Passage shown:
"""

The Apostle Paul describes humility like this in Ph 2. “If you've gotten anything out of following Christ,  if his love has made any difference in your life, if being in a community of the Spirit means anything to you, if you have a heart, if you care, do me a favor: Agree with each other, love each other, be deep-spirited friends.
 
Don't push your way to the front; don't sweet-talk your way to the top. Put yourself aside, and help others get ahead. Don't be obsessed with getting your own advantage. Forget yourselves long enough to lend a helping hand. Think of yourselves the way Christ Jesus thought of himself.
 
He had equal status with God but didn't think so much of himself that he had to cling to the advantages of that status no matter what.  Not at all. When the time came, he set aside the privileges of deity and took on the status of a slave, became human!   Having become human, he stayed human. It was an incredibly humbling process. He didn't claim special privileges. Instead, he lived a selfless, obedient life and then died a selfless, obedient death--and the worst kind of death at that: a crucifixion.
 
Because of that obedience, God lifted him high and honored him far beyond anyone or anything, ever, so that all created beings in heaven and on earth--even those long ago dead and buried--will bow in worship before this Jesus Christ…”

"""

Material:
"""

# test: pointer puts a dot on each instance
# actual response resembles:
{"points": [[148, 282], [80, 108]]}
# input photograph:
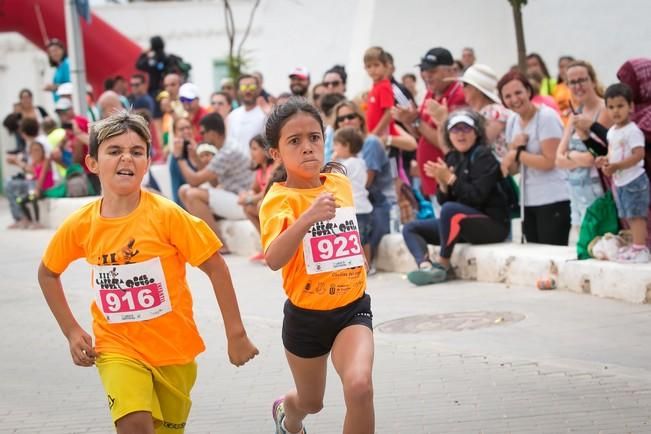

"""

Tasks to complete:
• 1. Reproduce the passage on humility word for word, starting with "The Apostle Paul" and going on through "be deep-spirited friends.".
• 2. Answer these questions from the passage on humility:
(a) What status did he take on when he set aside the privileges of deity?
(b) What does the passage call the worst kind of death?
(c) According to the passage, what should you not sweet-talk your way to?
• 3. Carry the passage on humility forward from the point where it stops.
You won't need the material above.

Exercise results:
• 1.
The Apostle Paul describes humility like this in Ph 2. “If you've gotten anything out of following Christ,  if his love has made any difference in your life, if being in a community of the Spirit means anything to you, if you have a heart, if you care, do me a favor: Agree with each other, love each other, be deep-spirited friends.

• 2.
(a) The status of a slave.
(b) A crucifixion.
(c) The top.

• 3.
I find it very challenging that when Paul describes Jesus humbling himself and taking on the form of a servant – he literally means, one who does toilets. Not KP duty, but latrine duty – for the likes of us who hadn’t done any thing to merit that kind of love and service.
 
So how do we learn humility?   The key is Jesus. Following Jesus, dying to ourselves and submitting to Jesus.  Making him Lord of my life, my time, my talent, my treasure, my heart. Until we submit to him, we will never be successful at submitting to serving one another.
 
This is a daily battle against the world, the flesh, and the devil. It’s true meaning of my baptism. When we were baptized into Christ, we were buried with him so that he could raise up a new person to live in a right relationship of faith, trust, teachability, generosity, and surrender before him.  When that happens it changes everything. It changes our desire for worship, for prayer, hunger for God’s word, our desire to serve others.
 
One final thought. Suffering is probably God’s most powerful tool in teaching us humility. Suffering brings us to the end of ourselves and all our pretensions that we are something we are not. Suffering reminds us that we aren’t God, but we need God. Suffering humbles and softens us and teaches us empathy for others who are suffering.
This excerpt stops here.